Top of Page text

When Congress fails to counter an unauthorized expansion of power by an administrative agency, the judiciary has a duty to uphold the Constitution by enforcing the relevant statute as written.

The Supreme Court will decide later this fall whether to take the case of Hall v. Sebelius.

Is the Federal Government Bound by the Agreements It Makes With States?

The Interstate Agreement on Detainers, a compact authorized by federal statute, provides a simple procedure for transferring custody of prisoners between states. Because the federal government annually seeks to prosecute thousands of prisoners already in state custody, it joined the IAD in 1970 to get the benefit of this unified procedure. When it joined, it did so as a “state” for purposes of the agreement, and exempted itself from only two provisions (which aren’t relevant here). One of the provisions that the federal government decided not to exempt itself from, Article IV(a), allows the governor of the sending state to deny any request made by a receiving state to transfer a prisoner.

Bottom of Page text
Top of Available data

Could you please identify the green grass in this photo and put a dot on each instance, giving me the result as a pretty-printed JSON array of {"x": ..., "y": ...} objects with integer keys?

Bottom of Available data

Exercise brief: Please copy the stretch of the Interstate Agreement on Detainers text from "Is the Federal" through "transfer a prisoner.", swapping "compact" for "pact". The data has nothing to do with the text.

Solution to the exercise:
Is the Federal Government Bound by the Agreements It Makes With States?

The Interstate Agreement on Detainers, a pact authorized by federal statute, provides a simple procedure for transferring custody of prisoners between states. Because the federal government annually seeks to prosecute thousands of prisoners already in state custody, it joined the IAD in 1970 to get the benefit of this unified procedure. When it joined, it did so as a “state” for purposes of the agreement, and exempted itself from only two provisions (which aren’t relevant here). One of the provisions that the federal government decided not to exempt itself from, Article IV(a), allows the governor of the sending state to deny any request made by a receiving state to transfer a prisoner.